YOUR TASK:
Scan the entries below. List each line with "tight".

EXCERPTED DATA:
★ ★ ★

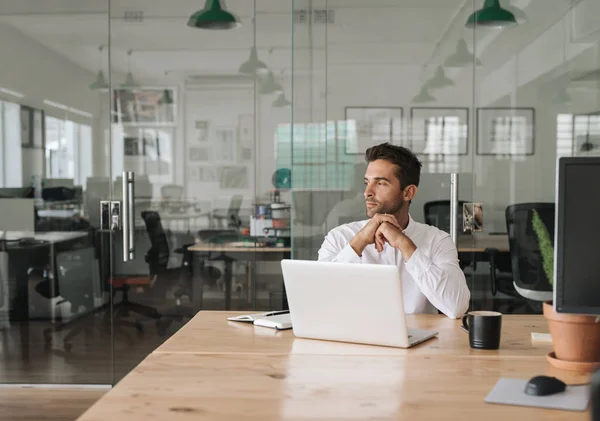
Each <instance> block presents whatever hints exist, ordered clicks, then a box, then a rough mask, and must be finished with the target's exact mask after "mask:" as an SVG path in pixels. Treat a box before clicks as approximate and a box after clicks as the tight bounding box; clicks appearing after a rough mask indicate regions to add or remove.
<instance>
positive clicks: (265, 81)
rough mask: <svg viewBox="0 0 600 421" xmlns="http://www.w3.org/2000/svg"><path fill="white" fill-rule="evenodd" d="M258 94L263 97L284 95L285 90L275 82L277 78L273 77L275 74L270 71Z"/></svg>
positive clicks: (279, 85) (265, 77)
mask: <svg viewBox="0 0 600 421" xmlns="http://www.w3.org/2000/svg"><path fill="white" fill-rule="evenodd" d="M258 92H259V93H260V94H261V95H269V94H281V93H283V88H282V87H281V85H280V84H279V83H278V82H277V81H276V80H275V76H274V75H273V72H272V71H270V70H269V73H268V74H267V76H266V77H265V79H264V80H263V81H262V82H261V84H260V88H259V91H258Z"/></svg>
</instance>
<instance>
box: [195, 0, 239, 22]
mask: <svg viewBox="0 0 600 421" xmlns="http://www.w3.org/2000/svg"><path fill="white" fill-rule="evenodd" d="M188 26H189V27H192V28H198V29H233V28H239V27H240V26H242V24H241V23H240V21H239V20H238V19H237V18H236V17H235V16H234V15H233V14H231V13H230V12H228V11H227V10H225V9H223V6H222V5H221V1H220V0H206V4H205V6H204V9H202V10H198V11H197V12H196V13H194V14H193V15H192V16H190V18H189V20H188Z"/></svg>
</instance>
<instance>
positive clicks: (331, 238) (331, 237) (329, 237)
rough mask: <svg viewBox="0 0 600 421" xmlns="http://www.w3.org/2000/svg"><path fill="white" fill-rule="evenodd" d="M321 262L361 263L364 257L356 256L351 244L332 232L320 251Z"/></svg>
mask: <svg viewBox="0 0 600 421" xmlns="http://www.w3.org/2000/svg"><path fill="white" fill-rule="evenodd" d="M319 262H338V263H361V262H362V257H361V256H359V255H358V254H356V252H355V251H354V249H353V248H352V246H350V242H347V241H346V240H345V239H344V238H343V237H342V236H341V235H340V234H339V233H337V232H336V231H335V230H331V231H329V234H327V236H326V237H325V241H323V244H321V248H320V249H319Z"/></svg>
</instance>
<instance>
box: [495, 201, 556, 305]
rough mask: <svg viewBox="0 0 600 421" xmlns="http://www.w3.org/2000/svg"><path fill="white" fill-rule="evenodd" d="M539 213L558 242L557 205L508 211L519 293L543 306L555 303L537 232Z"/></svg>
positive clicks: (524, 297)
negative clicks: (556, 205)
mask: <svg viewBox="0 0 600 421" xmlns="http://www.w3.org/2000/svg"><path fill="white" fill-rule="evenodd" d="M533 209H536V210H537V212H538V214H539V215H540V218H541V220H542V222H543V223H544V224H545V225H546V227H547V229H548V233H549V234H550V238H551V239H552V241H554V212H555V205H554V203H519V204H515V205H511V206H508V207H507V208H506V212H505V214H506V229H507V231H508V242H509V246H510V256H511V266H512V272H513V278H514V287H515V289H516V291H517V292H518V293H519V295H521V296H522V297H524V298H527V299H528V300H532V301H534V302H538V304H537V307H541V303H542V302H544V301H547V300H550V299H552V285H550V282H549V281H548V278H547V277H546V274H545V273H544V269H543V265H542V256H541V253H540V247H539V244H538V238H537V235H536V233H535V231H534V229H533V222H532V218H533Z"/></svg>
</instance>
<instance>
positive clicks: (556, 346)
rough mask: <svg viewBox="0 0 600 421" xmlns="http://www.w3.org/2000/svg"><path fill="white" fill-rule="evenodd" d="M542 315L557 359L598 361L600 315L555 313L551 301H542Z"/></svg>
mask: <svg viewBox="0 0 600 421" xmlns="http://www.w3.org/2000/svg"><path fill="white" fill-rule="evenodd" d="M544 317H545V318H546V320H548V328H549V329H550V335H551V336H552V346H553V348H554V353H555V354H556V358H557V359H559V360H562V361H575V362H589V363H591V362H600V317H596V316H582V315H576V314H565V313H557V312H556V311H554V307H553V305H552V302H551V301H547V302H545V303H544Z"/></svg>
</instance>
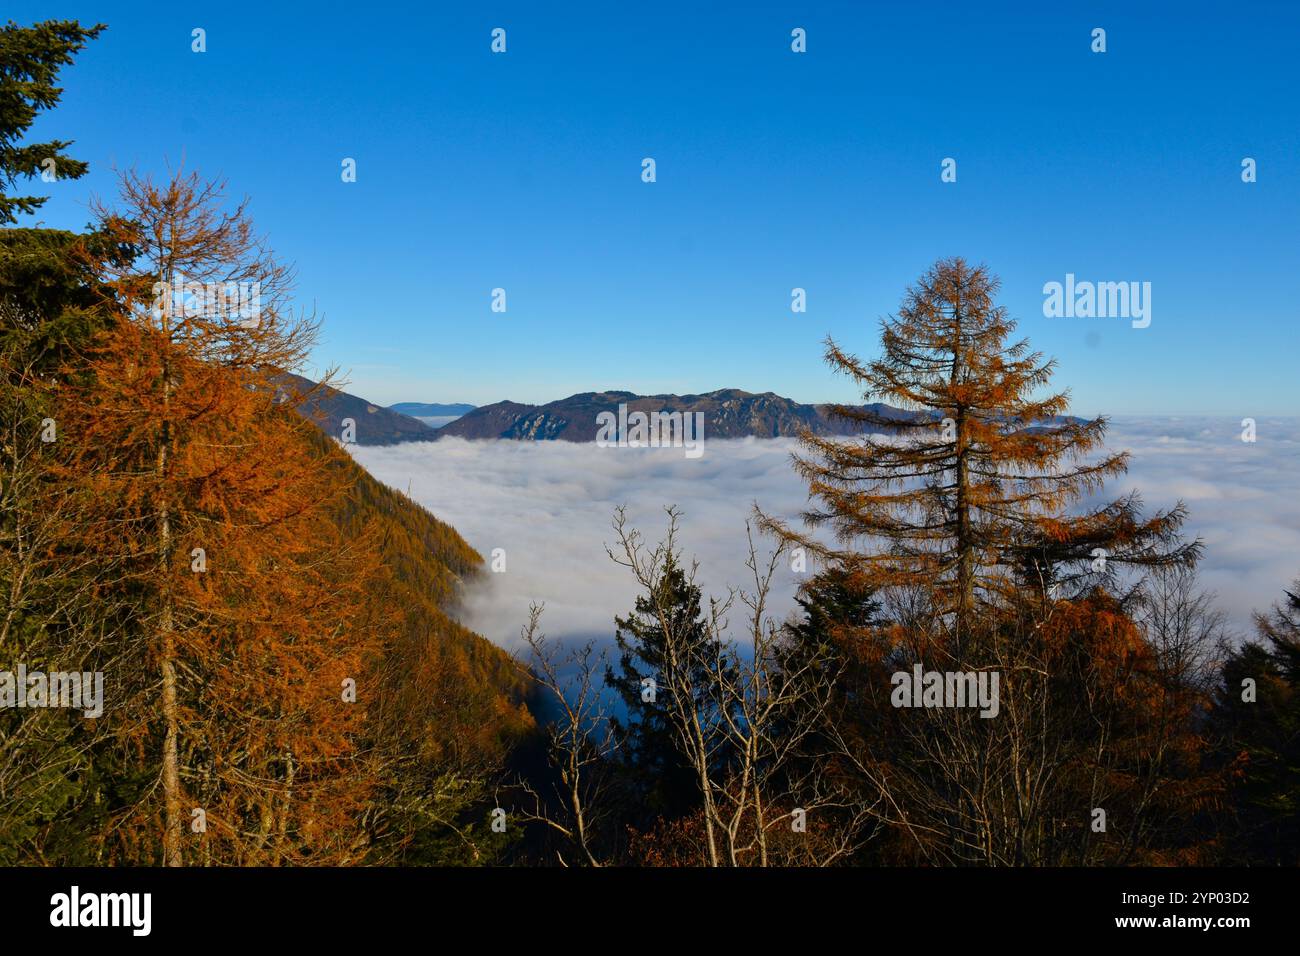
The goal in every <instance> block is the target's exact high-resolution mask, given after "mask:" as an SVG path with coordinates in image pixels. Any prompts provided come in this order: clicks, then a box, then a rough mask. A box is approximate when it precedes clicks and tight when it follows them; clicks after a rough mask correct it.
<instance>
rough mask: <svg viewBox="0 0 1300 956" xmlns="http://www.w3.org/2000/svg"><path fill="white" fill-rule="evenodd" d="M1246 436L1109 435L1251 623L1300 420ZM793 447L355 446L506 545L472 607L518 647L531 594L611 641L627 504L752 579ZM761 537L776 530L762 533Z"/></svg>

★ ★ ★

TASK RESPONSE:
Each <instance> block presents whatever hints exist, ordered clicks, then a box, then a rough mask, and must be finished with the target's exact mask after "mask:" as an SVG path in pixels. Treat a box before clicks as approximate and a box after clicks as the tight bounding box; clicks appearing after a rough mask indicate regions to add or remove.
The goal in every <instance> block is the target's exact high-resolution mask, given after "mask:" as an SVG path with coordinates in image pixels. Any prompts provided come in this order: clicks, then a box, then a rough mask. A box is approximate when it precedes clicks and tight when it follows them; clicks after a rough mask correct it.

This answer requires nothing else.